▸ Task statement
Reproduce every one of the records below with "Kindly" changed to "Please" and everything else left the same.

▸ Exercise data

⟨

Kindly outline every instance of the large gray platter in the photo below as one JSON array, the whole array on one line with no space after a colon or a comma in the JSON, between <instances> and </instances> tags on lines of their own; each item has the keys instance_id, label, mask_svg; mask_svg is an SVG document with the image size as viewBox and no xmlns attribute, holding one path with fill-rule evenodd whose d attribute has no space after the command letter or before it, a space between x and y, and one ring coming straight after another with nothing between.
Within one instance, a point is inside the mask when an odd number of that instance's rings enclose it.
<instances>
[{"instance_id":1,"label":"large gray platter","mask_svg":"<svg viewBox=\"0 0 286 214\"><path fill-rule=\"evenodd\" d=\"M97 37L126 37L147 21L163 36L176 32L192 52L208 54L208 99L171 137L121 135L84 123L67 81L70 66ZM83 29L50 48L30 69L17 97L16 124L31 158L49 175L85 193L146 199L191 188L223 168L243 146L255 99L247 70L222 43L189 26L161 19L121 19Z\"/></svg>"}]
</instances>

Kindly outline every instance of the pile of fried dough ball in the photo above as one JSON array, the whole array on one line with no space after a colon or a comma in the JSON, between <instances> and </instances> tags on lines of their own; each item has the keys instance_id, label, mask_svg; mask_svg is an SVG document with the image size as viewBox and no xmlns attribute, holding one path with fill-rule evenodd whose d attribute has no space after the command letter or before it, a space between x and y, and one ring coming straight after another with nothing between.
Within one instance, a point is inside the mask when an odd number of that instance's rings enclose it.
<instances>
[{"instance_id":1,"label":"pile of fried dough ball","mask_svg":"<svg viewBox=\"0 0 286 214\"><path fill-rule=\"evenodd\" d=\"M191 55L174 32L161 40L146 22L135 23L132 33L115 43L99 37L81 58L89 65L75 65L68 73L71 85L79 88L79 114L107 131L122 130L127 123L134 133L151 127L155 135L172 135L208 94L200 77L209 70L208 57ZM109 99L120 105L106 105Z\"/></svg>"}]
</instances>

⟩

▸ Result for this task
Please outline every instance of the large gray platter in the photo below as one JSON array, the whole array on one line with no space after a colon or a comma in the JSON, between <instances> and </instances> tags on lines of their own; each item has the keys instance_id, label, mask_svg; mask_svg is an SVG document with the image size as viewBox and no xmlns attribute, holding one path with fill-rule evenodd whose d attribute has no space after the command letter or before it, a space between x and y, and one ring coming straight after another with nothing between.
Within one instance, a point is inside the mask when an odd number of that instance's rings enclose it.
<instances>
[{"instance_id":1,"label":"large gray platter","mask_svg":"<svg viewBox=\"0 0 286 214\"><path fill-rule=\"evenodd\" d=\"M97 37L126 37L147 21L163 36L176 32L192 52L208 54L208 99L171 137L121 135L84 123L67 81L70 66ZM83 29L50 48L30 69L17 97L16 124L31 158L49 175L85 193L146 199L191 188L223 168L243 146L255 99L247 70L222 43L189 26L161 19L121 19Z\"/></svg>"}]
</instances>

Please outline every instance of the pile of fried dough ball in the photo above as one JSON array, the whole array on one line with no space after a colon or a comma in the JSON, between <instances> and </instances> tags on lines of their own; each item has the keys instance_id, label, mask_svg; mask_svg is an SVG document with the image size as viewBox and no xmlns attribute, holding one path with fill-rule evenodd whose d attribute has no space after the command letter or before it, a space between x and y, and one ring coming straight after another with nothing between.
Within one instance, a point is inside the mask when an odd number of that instance's rings enclose it.
<instances>
[{"instance_id":1,"label":"pile of fried dough ball","mask_svg":"<svg viewBox=\"0 0 286 214\"><path fill-rule=\"evenodd\" d=\"M191 55L174 32L161 40L146 22L135 23L132 33L115 43L99 37L81 58L89 65L75 65L68 73L71 85L79 88L79 114L107 131L122 130L127 123L134 133L151 127L155 135L172 135L208 94L200 77L209 70L208 57ZM109 99L120 105L106 105Z\"/></svg>"}]
</instances>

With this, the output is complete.